Instruction
Can you give the lines again, from the one containing "Exercise. Point to the yellow" through the end of the records, with every "marker" swapped for "dot" and nothing else changed?

Entries
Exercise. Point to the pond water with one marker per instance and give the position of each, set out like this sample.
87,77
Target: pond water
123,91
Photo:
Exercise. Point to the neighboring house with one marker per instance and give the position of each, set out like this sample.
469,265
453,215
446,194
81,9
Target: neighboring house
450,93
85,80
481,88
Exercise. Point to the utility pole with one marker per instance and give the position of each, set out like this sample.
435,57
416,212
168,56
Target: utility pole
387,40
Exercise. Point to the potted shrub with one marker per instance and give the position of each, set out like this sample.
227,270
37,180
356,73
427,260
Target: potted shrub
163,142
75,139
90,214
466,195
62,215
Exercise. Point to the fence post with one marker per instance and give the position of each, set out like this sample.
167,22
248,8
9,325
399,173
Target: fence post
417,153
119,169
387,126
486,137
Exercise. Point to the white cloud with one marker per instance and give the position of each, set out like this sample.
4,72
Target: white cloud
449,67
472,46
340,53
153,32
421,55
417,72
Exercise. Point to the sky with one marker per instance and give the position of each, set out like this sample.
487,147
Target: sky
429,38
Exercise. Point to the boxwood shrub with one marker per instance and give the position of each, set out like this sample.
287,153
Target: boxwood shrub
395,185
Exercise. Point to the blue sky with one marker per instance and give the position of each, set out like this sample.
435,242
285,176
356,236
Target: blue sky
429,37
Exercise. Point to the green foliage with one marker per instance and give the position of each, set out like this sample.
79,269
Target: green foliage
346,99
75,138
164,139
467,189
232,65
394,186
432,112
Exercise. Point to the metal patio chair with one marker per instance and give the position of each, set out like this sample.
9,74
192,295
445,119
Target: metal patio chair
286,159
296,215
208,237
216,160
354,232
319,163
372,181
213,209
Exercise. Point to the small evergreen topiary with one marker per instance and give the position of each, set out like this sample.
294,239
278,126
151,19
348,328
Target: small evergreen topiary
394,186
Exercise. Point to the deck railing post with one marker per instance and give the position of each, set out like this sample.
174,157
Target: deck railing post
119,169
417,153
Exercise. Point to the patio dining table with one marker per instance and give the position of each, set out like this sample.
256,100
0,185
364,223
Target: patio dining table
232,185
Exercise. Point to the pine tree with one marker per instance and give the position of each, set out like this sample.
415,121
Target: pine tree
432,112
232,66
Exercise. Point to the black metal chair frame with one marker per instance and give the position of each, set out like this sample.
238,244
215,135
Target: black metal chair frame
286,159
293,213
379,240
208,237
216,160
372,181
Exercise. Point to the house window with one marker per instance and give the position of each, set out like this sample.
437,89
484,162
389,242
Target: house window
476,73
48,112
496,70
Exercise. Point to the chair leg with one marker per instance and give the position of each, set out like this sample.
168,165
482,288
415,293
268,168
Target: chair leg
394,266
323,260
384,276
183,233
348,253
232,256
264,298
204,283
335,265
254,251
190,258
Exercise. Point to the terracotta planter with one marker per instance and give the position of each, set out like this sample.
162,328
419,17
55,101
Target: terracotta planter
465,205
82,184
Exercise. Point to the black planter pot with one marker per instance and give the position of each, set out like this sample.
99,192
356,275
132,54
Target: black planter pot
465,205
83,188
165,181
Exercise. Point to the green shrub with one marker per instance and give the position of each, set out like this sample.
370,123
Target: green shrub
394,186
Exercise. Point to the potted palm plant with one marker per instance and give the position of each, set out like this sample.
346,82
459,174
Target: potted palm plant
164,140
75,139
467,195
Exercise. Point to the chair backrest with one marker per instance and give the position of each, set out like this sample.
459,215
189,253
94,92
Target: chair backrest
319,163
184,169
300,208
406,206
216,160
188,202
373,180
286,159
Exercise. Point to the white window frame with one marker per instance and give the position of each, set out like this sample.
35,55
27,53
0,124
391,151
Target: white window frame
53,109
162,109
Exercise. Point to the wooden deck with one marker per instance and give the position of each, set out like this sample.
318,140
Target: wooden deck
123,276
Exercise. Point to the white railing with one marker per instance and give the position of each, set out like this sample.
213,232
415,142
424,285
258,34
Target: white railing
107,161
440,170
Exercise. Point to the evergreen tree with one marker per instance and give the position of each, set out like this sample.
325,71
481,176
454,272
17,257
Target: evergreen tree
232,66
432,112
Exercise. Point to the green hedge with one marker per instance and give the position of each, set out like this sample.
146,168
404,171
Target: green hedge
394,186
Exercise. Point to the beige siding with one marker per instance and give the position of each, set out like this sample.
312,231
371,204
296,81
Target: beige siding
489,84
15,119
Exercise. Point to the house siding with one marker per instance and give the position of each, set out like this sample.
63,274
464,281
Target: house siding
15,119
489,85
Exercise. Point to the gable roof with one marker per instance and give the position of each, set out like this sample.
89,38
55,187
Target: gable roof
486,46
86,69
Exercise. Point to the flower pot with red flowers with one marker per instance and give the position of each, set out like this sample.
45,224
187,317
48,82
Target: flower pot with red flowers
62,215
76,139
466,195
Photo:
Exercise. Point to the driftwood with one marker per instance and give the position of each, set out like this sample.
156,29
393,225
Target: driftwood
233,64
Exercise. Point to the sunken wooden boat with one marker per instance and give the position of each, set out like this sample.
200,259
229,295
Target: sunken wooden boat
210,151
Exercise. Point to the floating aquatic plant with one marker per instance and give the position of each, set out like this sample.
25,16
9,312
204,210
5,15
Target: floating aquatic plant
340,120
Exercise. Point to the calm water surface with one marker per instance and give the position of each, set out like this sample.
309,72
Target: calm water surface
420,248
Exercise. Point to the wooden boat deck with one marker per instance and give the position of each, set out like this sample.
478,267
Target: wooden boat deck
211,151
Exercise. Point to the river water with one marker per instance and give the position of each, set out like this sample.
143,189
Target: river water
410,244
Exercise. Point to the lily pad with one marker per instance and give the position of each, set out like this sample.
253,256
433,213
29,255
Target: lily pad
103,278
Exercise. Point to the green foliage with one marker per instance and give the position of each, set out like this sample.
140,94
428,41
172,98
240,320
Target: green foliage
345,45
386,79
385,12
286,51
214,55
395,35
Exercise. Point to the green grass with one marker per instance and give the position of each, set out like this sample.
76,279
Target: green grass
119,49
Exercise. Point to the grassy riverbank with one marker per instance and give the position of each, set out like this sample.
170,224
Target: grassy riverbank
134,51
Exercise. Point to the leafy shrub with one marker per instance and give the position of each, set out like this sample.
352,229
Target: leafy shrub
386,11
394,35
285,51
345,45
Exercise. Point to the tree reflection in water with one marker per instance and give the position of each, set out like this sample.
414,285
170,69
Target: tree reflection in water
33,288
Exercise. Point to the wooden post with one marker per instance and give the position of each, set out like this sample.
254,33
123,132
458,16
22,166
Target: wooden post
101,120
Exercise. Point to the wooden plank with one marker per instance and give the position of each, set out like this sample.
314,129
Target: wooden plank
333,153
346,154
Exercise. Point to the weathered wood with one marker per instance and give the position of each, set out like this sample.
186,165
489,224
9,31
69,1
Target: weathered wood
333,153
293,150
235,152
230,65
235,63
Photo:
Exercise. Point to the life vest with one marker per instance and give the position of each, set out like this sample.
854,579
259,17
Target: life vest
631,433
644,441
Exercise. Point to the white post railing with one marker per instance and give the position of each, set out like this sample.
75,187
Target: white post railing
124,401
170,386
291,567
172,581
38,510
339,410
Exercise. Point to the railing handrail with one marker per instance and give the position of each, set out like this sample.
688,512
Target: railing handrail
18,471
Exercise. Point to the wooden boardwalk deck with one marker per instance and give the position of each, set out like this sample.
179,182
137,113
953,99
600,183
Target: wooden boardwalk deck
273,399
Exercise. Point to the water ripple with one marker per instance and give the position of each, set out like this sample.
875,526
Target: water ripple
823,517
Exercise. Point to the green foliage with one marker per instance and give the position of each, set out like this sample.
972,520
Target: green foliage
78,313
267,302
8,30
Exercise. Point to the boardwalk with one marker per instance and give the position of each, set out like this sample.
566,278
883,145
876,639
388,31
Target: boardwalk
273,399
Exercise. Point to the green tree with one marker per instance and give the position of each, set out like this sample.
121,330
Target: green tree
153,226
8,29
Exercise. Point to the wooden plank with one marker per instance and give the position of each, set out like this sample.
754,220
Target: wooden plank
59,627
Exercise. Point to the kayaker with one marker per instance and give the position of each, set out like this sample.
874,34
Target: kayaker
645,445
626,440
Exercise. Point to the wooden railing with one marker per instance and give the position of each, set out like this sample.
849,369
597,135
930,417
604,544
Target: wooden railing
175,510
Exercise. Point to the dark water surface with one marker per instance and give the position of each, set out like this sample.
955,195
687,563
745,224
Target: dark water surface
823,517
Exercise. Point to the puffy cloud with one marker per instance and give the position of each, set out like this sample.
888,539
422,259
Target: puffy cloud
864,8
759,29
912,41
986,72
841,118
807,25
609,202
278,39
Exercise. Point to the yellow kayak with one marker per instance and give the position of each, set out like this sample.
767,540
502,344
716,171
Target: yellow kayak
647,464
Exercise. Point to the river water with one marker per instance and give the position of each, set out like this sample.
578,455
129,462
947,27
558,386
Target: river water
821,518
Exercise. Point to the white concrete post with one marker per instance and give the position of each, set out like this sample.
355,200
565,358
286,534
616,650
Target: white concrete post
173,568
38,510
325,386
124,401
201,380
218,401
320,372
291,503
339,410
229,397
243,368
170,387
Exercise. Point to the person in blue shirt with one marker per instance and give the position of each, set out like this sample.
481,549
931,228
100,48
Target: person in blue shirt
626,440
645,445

Written response
Exercise. Point to the yellow kayak with one dot per instance and give the position of each, set out like this sample.
767,540
502,344
716,171
Target: yellow kayak
647,464
Exercise. Point to the river water with one dot per instance and give the position of each, set out like this sample.
578,455
129,462
947,27
558,386
Target: river water
821,518
Exercise. Point to the white concrete post with one dot per instance and give the position of each, set out like this sample.
355,200
565,358
286,534
616,650
Target: white concrete post
173,568
38,510
325,386
124,401
201,380
218,401
320,372
291,503
339,410
229,397
243,368
170,387
Exercise. Point to the person in blue shirt with one dot per instance and give the position of each, set out like this sample.
481,549
931,228
100,48
Target: person in blue shirt
626,440
645,445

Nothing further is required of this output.